▸ **RECORDS FOR PROCESSING**:
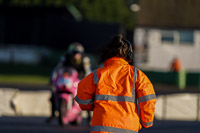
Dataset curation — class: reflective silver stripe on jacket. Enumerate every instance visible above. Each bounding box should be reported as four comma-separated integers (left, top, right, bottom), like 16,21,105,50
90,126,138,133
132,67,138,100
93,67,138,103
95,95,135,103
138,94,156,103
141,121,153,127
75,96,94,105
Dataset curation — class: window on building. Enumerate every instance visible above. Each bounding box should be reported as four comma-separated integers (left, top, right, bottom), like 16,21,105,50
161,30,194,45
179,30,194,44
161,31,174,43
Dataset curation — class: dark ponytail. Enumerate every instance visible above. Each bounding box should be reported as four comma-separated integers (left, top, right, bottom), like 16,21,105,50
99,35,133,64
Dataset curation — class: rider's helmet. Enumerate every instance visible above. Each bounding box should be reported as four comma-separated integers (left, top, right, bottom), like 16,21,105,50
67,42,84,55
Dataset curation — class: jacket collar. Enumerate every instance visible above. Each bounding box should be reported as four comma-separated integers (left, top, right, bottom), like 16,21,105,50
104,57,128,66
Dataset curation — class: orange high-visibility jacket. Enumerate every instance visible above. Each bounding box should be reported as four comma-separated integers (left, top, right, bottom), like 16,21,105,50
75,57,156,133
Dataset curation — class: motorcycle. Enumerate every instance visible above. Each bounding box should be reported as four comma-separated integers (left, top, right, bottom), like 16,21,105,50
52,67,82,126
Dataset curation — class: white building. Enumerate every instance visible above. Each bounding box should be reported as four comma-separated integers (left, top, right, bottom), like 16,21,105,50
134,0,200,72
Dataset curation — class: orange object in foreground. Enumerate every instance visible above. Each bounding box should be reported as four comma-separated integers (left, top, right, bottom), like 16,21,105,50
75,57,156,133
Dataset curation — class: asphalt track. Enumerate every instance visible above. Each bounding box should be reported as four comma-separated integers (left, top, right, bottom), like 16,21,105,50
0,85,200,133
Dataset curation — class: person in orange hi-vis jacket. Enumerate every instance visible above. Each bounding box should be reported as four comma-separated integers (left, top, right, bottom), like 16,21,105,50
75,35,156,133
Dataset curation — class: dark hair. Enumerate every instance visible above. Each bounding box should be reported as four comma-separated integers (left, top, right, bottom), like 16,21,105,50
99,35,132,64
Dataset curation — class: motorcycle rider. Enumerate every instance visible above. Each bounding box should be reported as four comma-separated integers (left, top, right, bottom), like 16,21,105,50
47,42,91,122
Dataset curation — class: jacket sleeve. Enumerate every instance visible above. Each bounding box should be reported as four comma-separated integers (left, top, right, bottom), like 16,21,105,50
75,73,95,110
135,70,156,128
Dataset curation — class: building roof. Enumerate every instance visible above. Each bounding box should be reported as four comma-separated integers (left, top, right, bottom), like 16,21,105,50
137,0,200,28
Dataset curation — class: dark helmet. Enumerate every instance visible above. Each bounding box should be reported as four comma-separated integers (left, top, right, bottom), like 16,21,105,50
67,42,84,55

---

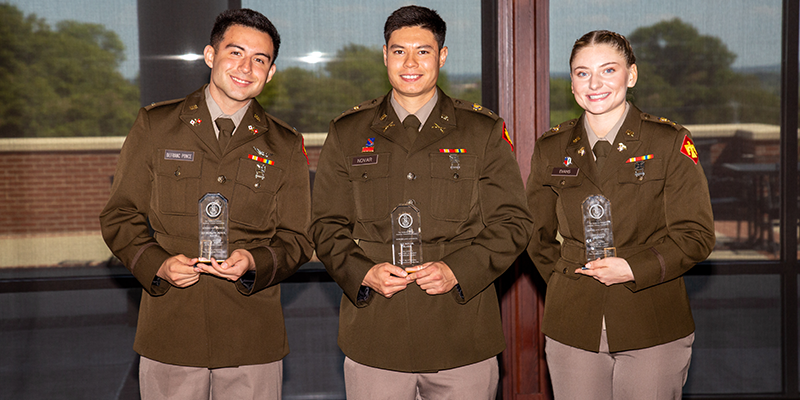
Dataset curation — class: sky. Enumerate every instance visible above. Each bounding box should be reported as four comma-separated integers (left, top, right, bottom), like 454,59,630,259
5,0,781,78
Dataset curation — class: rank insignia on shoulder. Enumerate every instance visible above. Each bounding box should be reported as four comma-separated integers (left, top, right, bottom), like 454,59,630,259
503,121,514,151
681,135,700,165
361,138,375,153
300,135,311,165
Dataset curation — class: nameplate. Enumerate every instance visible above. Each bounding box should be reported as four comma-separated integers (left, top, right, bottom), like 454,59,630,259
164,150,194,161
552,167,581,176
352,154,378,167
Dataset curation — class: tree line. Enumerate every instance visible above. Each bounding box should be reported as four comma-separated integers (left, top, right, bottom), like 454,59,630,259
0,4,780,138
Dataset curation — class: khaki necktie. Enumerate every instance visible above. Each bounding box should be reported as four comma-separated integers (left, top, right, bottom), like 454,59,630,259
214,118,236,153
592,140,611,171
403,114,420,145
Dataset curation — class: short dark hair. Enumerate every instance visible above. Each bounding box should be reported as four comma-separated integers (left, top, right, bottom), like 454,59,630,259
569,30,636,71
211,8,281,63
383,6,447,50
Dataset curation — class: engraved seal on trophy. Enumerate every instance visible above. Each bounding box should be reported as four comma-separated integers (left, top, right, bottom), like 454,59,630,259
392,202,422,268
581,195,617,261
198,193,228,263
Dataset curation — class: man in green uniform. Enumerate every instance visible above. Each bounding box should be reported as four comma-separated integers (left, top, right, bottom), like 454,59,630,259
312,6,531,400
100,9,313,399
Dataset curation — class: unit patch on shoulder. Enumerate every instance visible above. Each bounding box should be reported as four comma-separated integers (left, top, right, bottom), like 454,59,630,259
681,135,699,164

▸ **REQUIREMENTS**: Gather every line of the data that contains the word "dark" and list those lines.

▸ **CORRECT OUTPUT**:
Dataset curation — class: dark ponytail. Enumerate every instance visible above. Each bounding box should be reported as four comma-separated integers (left, top, right, bottom), like 16,21,105,50
Dataset curation — class: dark hair. Enumerate every instance visible above. Each bounding box should be reported as four comma-separated integers (left, top, right, bottom), like 16,21,105,50
Dataset curation — class: dark helmet. Enumerate every instance visible above. Each bounding box should be reported as four comma-separated integers (left, top, right, bottom), like 16,21,105,50
Dataset curation — class: short dark hair. Enumerate every instance visible above. Each bounding box should be reported as four comma-separated integers (left, top, right, bottom), like 454,59,630,259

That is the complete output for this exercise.